**Text shown**:
==========
We do this and the reason that it’s such a great market to invest in, it’s a heavy value add because what we have is we have a booming city where the tech is expanding. The reason the tech is expanding is because we have no income tax in our state. And as these tech companies in San Francisco have to start competing with Amazon, right? Our two big anchors are Microsoft and Amazon, our big tech hubs. What’s happened is Google, Apple and everybody else had to come to our city because they can’t compete with the wages because anytime you’re making over 13% more than California, people’s quality of life automatically goes up. So it’s a booming city and we’ve seen a lot of growth and the growth is going to continue.
The tech expansion throughout the market is massive. Microsoft is building a 10-year campus build-out. Apple’s investing in their campuses, Google’s expanding their campuses. That tech money is real money that’s coming in and building infrastructure. But not only can you make high cash on cash returns if you are into value add, we also make an average of 35 to 40% on our flip properties and dev deals. So it’s a high, high return business.
Henry:
Well, James, one thing I can’t agree with you on is I also wore Husky underwear, but that’s because it was the Fat Kid brand and that’s what I wore when I was a kid. Other than that, I think what you meant to say was that Seattle is a great investment market for people who already have money. I mean, the prices are expensive and that means you’re going to have to put a down payment down and 20% of $200,000 in the Midwest somewhere is a whole lot easier than 20% of $550,000 for a fixer-upper. So I think you have to get pretty creative if you’re a new investor who doesn’t have a lot of money to be able to jump into a market like Seattle and take advantage. I agree. The margins you have, man, I get jealous when I see your profits and your proceeds on a flip because you’ll make on one flip what takes me like four or five to make, but it seems a little riskier as well. So Seattle scares me.
==========
**Available data**:
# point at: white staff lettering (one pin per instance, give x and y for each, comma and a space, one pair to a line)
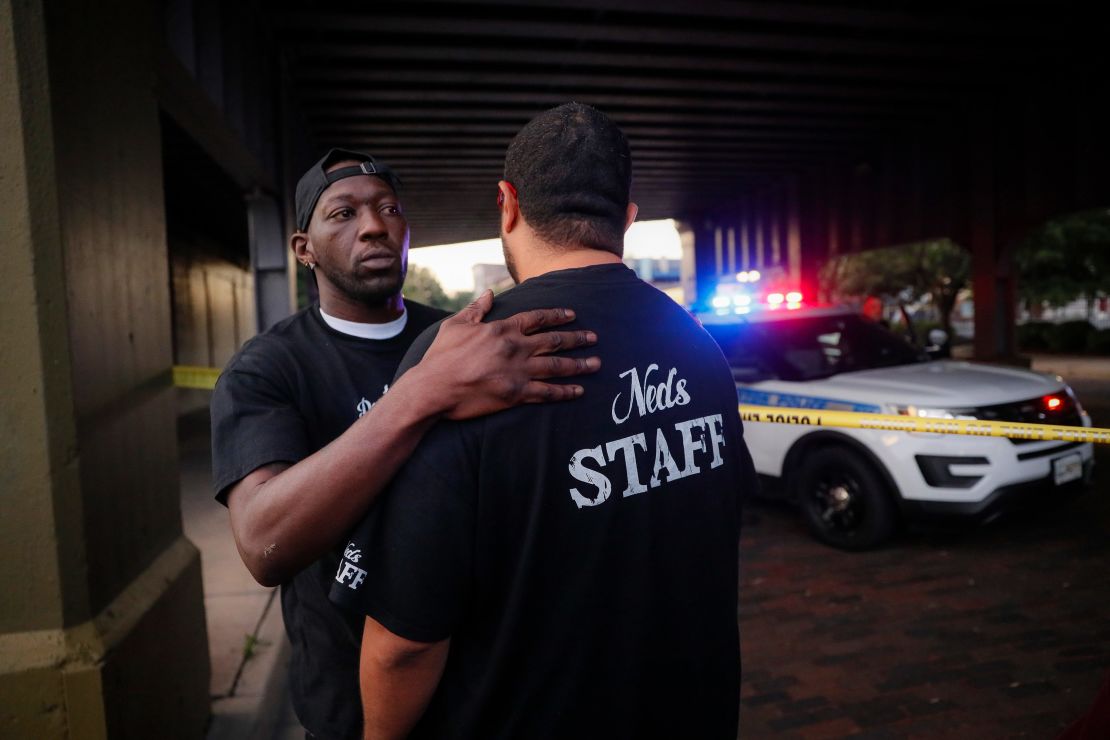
==========
**Goal of the exercise**: Print the entire text about Seattle as a real estate investment market, word for word. The material above is not needed here.

**Full answer**:
We do this and the reason that it’s such a great market to invest in, it’s a heavy value add because what we have is we have a booming city where the tech is expanding. The reason the tech is expanding is because we have no income tax in our state. And as these tech companies in San Francisco have to start competing with Amazon, right? Our two big anchors are Microsoft and Amazon, our big tech hubs. What’s happened is Google, Apple and everybody else had to come to our city because they can’t compete with the wages because anytime you’re making over 13% more than California, people’s quality of life automatically goes up. So it’s a booming city and we’ve seen a lot of growth and the growth is going to continue.
The tech expansion throughout the market is massive. Microsoft is building a 10-year campus build-out. Apple’s investing in their campuses, Google’s expanding their campuses. That tech money is real money that’s coming in and building infrastructure. But not only can you make high cash on cash returns if you are into value add, we also make an average of 35 to 40% on our flip properties and dev deals. So it’s a high, high return business.
Henry:
Well, James, one thing I can’t agree with you on is I also wore Husky underwear, but that’s because it was the Fat Kid brand and that’s what I wore when I was a kid. Other than that, I think what you meant to say was that Seattle is a great investment market for people who already have money. I mean, the prices are expensive and that means you’re going to have to put a down payment down and 20% of $200,000 in the Midwest somewhere is a whole lot easier than 20% of $550,000 for a fixer-upper. So I think you have to get pretty creative if you’re a new investor who doesn’t have a lot of money to be able to jump into a market like Seattle and take advantage. I agree. The margins you have, man, I get jealous when I see your profits and your proceeds on a flip because you’ll make on one flip what takes me like four or five to make, but it seems a little riskier as well. So Seattle scares me.